§ EXERCISE
Output the records exactly. Include every line.

§ DATA TO PROCESS
+--
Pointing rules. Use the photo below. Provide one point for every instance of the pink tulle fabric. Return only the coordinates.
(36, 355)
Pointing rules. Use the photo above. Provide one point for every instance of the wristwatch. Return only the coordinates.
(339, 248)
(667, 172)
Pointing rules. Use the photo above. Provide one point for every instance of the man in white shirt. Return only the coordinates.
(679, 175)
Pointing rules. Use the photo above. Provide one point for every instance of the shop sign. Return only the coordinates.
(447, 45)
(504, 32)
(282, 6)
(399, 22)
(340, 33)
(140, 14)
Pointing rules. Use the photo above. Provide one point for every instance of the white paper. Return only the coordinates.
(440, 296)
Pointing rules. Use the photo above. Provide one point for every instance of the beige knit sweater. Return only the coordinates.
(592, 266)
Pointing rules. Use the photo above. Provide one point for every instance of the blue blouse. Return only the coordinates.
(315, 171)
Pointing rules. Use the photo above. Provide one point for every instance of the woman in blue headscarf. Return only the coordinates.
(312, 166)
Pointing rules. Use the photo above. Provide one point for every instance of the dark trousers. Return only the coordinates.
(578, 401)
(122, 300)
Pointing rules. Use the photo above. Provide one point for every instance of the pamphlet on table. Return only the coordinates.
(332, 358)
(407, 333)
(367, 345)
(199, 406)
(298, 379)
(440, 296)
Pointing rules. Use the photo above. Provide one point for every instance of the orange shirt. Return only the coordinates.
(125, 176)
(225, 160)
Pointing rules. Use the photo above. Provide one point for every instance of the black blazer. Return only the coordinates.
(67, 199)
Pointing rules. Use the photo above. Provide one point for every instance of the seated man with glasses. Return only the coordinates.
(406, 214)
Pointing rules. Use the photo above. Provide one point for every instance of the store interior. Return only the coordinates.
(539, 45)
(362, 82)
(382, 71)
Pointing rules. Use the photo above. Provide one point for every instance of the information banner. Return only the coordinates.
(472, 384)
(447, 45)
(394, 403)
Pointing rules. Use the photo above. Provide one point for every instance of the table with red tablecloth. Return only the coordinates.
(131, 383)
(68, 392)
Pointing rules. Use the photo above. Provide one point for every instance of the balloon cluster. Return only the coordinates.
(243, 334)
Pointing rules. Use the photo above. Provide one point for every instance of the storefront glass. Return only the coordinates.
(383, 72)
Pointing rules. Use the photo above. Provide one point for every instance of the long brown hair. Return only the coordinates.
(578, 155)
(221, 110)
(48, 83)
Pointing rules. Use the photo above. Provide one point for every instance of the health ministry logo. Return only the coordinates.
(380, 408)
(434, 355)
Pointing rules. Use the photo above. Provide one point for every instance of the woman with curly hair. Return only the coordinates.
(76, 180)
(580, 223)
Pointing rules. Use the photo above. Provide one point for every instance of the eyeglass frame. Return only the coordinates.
+--
§ RESPONSE TO THIS EXERCISE
Pointing rules. Use the photo below. Provide one point for every instance of the pink tulle fabric. Return only the coordinates.
(36, 355)
Pointing rules. Use the photo above. Provide one point for every instance of the wristwatch. Return only the coordinates.
(339, 248)
(667, 172)
Pointing rules. Use the photo above. Provide one point for every instance of the man in white shirt. Return only the coordinates.
(679, 175)
Pointing rules. Use the photo above. Provide one point for every instance of the shop sign. Return only the coordinates.
(447, 45)
(504, 32)
(282, 6)
(399, 22)
(340, 33)
(140, 14)
Pointing rules. Use the photo above. Provide one point for every instance of the white paper. Return only the coordinates.
(440, 296)
Pointing rules. Use the photo above. Provide one point for every instance of the beige knit sweater. Return only the coordinates.
(592, 266)
Pointing rules. Use the photo above. Provide one point for every instance of the blue blouse. Return only the coordinates.
(315, 171)
Pointing rules. Use the photo above. Provide one point for every instance of the woman in blue headscarf. Return only the coordinates.
(312, 166)
Pointing rules. Use the photo above. Provide one point for every instance of the dark trousers. Return only the coordinates.
(578, 401)
(122, 300)
Pointing rules. Use the photo above. Provide one point for every instance of the pamphlet on table. Return only the coordinates.
(332, 358)
(407, 333)
(367, 345)
(199, 406)
(298, 379)
(440, 296)
Pointing rules. Use the photo above. Provide one point for every instance of the orange shirt. Return only the coordinates.
(125, 176)
(225, 160)
Pointing rules. Use the photo above. Provide one point for every instance of the black blazer. Return only the coordinates.
(67, 199)
Pointing rules. Use the photo above. Provide one point for every instance of the seated man with glasses. Return only the coordinates.
(406, 214)
Pointing rules. Use the photo above. Provide one point for every instance of the store interior. Return only the coordinates.
(539, 45)
(362, 82)
(382, 71)
Pointing rules. Use the photo above. Provide one point for every instance of the information banner. Return only the coordinates.
(472, 384)
(447, 45)
(394, 403)
Pointing rules. Use the photo above. Provide one point for every instance of the table with red tablecloth. Return only the coordinates.
(131, 383)
(68, 392)
Pointing rules. Use the photo above. Provide one point for every instance of the balloon cluster. Return only the coordinates.
(243, 334)
Pointing rules. Use the photo above. Provide one point for every instance of the storefront glass. Return only the coordinates.
(383, 72)
Pointing rules. Use the photo above. Provide one point for every instance of the long brown hair. Return only the coordinates.
(578, 155)
(221, 110)
(48, 83)
Pointing rules. Use the photo above. Provide one point for every instance of the health ministry logo. Return only the coordinates.
(380, 408)
(434, 355)
Pointing rules. Use the photo above. Provide one point for every instance of the woman with curly hair. Return only the coordinates.
(76, 180)
(580, 223)
Pointing rules. Use the photo above. Provide one point for every instance of the eyeglass frame. Return only the coordinates.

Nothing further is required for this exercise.